WHAT YOU WILL DO:
Convert the rows, starting at the beginning and going on through the line with "0 0 1023 345", into a two-column CSV with a header of text and answer. Give one CSV line per row, and put each value in a double-quoted field with its line breaks replaced by spaces.

[Begin GIVEN RECORDS]

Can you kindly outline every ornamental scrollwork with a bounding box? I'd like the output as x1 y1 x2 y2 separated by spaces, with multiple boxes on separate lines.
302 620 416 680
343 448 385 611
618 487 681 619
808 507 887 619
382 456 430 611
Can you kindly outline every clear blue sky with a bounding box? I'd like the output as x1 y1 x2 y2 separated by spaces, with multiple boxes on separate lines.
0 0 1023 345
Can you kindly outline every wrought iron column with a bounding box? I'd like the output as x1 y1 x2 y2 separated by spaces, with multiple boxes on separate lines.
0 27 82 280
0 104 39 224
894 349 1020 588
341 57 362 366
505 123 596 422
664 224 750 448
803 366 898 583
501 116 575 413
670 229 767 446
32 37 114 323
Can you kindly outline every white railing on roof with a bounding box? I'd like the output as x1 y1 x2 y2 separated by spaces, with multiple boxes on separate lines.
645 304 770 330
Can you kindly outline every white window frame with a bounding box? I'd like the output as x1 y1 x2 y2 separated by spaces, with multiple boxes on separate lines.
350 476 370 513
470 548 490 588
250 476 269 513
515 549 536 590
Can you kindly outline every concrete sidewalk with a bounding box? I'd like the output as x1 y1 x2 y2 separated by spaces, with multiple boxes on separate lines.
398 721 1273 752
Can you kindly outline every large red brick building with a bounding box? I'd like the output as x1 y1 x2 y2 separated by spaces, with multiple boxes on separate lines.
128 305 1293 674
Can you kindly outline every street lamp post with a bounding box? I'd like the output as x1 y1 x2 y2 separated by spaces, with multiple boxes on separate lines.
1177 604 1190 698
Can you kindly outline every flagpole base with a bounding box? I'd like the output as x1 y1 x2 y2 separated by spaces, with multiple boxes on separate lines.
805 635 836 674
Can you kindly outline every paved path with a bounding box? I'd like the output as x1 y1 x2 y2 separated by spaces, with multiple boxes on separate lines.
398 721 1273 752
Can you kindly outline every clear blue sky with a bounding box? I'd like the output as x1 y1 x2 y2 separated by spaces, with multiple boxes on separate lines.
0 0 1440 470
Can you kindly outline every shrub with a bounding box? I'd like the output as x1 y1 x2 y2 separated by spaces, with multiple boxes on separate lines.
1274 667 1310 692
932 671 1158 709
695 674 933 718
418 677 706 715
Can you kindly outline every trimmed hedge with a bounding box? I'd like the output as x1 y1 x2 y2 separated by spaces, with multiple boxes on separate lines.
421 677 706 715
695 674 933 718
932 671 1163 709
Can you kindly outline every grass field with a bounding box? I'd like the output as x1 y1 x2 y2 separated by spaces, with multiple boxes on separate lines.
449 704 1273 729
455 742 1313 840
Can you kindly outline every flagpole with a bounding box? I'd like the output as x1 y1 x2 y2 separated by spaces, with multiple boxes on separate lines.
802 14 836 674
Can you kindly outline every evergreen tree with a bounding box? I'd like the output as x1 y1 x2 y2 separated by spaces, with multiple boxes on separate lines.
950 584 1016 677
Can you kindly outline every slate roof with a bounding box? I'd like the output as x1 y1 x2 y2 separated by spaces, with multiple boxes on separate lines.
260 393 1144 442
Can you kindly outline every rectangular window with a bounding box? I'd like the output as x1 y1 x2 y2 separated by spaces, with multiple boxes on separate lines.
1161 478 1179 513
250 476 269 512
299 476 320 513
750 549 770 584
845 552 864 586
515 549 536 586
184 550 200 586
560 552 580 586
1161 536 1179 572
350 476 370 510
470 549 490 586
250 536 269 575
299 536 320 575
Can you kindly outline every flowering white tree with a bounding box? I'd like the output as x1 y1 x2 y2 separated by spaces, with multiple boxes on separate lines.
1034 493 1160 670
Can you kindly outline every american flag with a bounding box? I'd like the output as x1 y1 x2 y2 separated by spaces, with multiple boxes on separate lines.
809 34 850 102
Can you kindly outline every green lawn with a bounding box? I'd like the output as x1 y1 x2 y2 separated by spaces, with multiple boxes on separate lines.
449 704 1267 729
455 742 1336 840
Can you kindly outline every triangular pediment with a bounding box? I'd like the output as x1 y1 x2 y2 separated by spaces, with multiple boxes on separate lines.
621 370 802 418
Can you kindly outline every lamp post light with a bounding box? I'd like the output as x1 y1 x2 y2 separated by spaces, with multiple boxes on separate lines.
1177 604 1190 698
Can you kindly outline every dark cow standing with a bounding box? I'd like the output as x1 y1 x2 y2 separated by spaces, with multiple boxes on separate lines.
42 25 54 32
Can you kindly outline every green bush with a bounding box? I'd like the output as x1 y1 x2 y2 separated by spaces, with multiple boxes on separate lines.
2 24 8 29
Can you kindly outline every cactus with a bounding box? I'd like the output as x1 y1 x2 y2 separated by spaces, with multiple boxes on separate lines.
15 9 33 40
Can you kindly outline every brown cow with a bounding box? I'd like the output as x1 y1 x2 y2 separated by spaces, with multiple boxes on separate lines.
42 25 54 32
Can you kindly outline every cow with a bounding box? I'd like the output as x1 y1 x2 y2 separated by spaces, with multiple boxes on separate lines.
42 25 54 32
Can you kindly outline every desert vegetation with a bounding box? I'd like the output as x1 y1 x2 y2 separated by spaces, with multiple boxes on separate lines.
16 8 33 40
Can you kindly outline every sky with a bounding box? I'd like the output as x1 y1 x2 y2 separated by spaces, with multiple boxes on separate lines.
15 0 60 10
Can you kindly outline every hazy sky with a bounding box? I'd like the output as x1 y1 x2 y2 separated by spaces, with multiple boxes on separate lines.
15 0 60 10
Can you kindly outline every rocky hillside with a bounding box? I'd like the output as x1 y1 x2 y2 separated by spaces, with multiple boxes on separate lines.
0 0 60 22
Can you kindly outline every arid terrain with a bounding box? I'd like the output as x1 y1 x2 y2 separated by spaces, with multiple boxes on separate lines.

[End GIVEN RECORDS]

EXERCISE RESPONSE:
text,answer
"Can you kindly outline every ornamental scrollwork with a bounding box? I'd like the output as x1 y1 x2 y2 separated by spaces, with multiple boxes on separate lines.","302 620 416 680 343 448 385 611 618 487 681 619 808 507 887 619 382 456 430 611"
"Can you kindly outline every clear blue sky with a bounding box? I'd like the output as x1 y1 x2 y2 separated by spaces, with multiple boxes on separate lines.","0 0 1023 345"